*Problem to solve*.
What you should output is the data below, unchanged in every character.

*Record set*.
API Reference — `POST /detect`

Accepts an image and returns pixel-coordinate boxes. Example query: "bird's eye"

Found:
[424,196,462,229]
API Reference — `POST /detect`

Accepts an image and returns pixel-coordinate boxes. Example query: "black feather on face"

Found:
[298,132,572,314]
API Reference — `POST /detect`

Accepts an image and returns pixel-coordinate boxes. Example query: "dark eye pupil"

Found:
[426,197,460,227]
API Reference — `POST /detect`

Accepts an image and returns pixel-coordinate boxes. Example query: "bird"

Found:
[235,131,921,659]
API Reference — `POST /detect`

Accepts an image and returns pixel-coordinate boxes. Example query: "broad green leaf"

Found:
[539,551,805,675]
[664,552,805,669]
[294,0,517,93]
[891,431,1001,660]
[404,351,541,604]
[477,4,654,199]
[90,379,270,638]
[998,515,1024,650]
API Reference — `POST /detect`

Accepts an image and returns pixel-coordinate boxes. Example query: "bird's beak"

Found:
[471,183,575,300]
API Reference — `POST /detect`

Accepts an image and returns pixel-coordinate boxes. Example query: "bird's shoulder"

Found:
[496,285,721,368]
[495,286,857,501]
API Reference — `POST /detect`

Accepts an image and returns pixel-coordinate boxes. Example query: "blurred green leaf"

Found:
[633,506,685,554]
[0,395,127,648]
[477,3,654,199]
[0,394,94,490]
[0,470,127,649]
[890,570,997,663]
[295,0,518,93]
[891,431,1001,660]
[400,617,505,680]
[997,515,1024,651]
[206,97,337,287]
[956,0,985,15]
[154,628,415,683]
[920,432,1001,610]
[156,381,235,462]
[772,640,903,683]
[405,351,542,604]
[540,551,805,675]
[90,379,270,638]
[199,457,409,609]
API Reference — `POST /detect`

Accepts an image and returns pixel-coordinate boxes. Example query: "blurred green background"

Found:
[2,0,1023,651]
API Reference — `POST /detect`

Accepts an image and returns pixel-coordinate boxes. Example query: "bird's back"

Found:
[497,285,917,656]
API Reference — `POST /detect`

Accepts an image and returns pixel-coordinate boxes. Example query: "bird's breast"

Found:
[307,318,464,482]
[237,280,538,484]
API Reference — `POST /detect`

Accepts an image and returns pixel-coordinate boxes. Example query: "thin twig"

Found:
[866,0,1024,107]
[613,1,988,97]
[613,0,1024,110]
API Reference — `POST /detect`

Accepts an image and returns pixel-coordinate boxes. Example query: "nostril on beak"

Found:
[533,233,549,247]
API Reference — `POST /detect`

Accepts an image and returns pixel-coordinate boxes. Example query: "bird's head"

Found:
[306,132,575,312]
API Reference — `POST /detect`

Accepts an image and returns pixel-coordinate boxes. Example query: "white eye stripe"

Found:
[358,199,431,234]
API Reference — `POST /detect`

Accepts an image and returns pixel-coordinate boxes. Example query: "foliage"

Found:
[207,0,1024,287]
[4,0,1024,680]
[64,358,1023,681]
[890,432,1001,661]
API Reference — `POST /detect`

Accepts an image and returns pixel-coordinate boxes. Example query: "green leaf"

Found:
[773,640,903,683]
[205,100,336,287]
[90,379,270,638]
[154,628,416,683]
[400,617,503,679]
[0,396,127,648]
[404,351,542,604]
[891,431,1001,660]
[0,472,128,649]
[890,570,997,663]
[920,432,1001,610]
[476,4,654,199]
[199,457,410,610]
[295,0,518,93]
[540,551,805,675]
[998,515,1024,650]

*Exercise output*.
API Reference — `POST /detect`

Accepts an image and returns pixel-coordinate boxes. Example query: "bird's eye"

Found:
[424,196,462,229]
API Reference — `POST /detect`

Accepts an image and returns pixel-coordinate boxes. Example query: "black feather on face"

Found:
[298,132,572,314]
API Reference — `POST /detect`

Accepts an image and returns pixel-coordinate boxes. Example query: "dark eye pupil"

Found:
[426,197,460,227]
API Reference — `POST /detect`

Accepts an image and returns pixel-coordinate boxes. Example query: "bird"

Found:
[235,131,921,659]
API Reference — `POST /detect`

Accepts an image and returns pixel-coordinate boxes. Example query: "broad green leaf"

Found:
[539,551,805,675]
[664,552,805,669]
[294,0,517,93]
[891,431,1001,660]
[404,351,541,604]
[477,4,654,199]
[90,379,270,638]
[998,515,1024,650]
API Reference — `POST /detect`

Accepts an image and returns pixel-coordinate boxes. Example query: "bird's beak"

Found:
[471,183,575,300]
API Reference — `POST /detect`

Accepts an image and returns pixel-coordinate boxes. Example query: "bird's shoulder"

Found:
[496,285,721,368]
[495,286,857,501]
API Reference — `POST /detect`

Accepts an image and returns pixel-coordinate boxes. Example query: "blurred green leaf"

Found:
[633,506,685,554]
[0,395,127,648]
[477,3,654,199]
[0,394,94,490]
[0,470,127,649]
[890,570,997,663]
[295,0,518,93]
[891,431,1001,660]
[400,617,505,680]
[997,515,1024,651]
[206,97,337,287]
[956,0,985,15]
[154,628,415,683]
[920,432,1001,610]
[156,381,235,462]
[772,640,903,683]
[405,351,542,604]
[540,551,805,675]
[90,379,270,638]
[199,457,409,609]
API Reference — `POST /detect`

Accepts an image and returns pixel-coordinate boxes. Example query: "blurred green background"

Found:
[2,0,1023,651]
API Reference — `POST /detect`

Accepts an image and returns pixel-coordinate boxes. Example query: "bird's back"

Found:
[497,285,917,656]
API Reference — `POST /detect`

Accepts an image and returns pixel-coordinate boxes. Example query: "bird's breast"

Found:
[307,318,464,482]
[237,280,538,484]
API Reference — `POST /detect`

Accepts an image and returns pixel-coordinate boxes. Example query: "thin twig"

Found:
[866,0,1024,107]
[613,1,988,97]
[613,0,1024,110]
API Reference — `POST /detect`

Accepts an image and returns pixel-coordinate boxes. Example query: "nostril on beak"

Found:
[533,233,549,247]
API Reference — `POST /detect`

Accepts an image and returns pixel-coordinate boxes. Example query: "bird's head"

Found:
[306,132,575,312]
API Reference — `POST /detect`

Accepts an image and returns pixel-coordinate boxes. Example query: "white eye stripe"

Found:
[358,199,431,234]
API Reference — `POST /detect`

Accepts an image and returns pixel-coordinate boxes. Example query: "foliage"

Found:
[207,0,1024,287]
[4,0,1024,680]
[64,358,1023,681]
[890,432,1001,661]
API Reference — `POST /detect`

Accepts an image and returns pixel-coordinate boxes. Example query: "green leaf"

Found:
[773,640,903,683]
[205,100,336,287]
[90,379,270,638]
[154,628,416,683]
[400,617,503,679]
[0,396,127,648]
[404,351,542,604]
[891,431,1001,660]
[0,472,128,649]
[890,570,997,663]
[920,432,1001,610]
[476,4,654,199]
[199,457,410,610]
[295,0,518,93]
[540,551,805,675]
[998,515,1024,650]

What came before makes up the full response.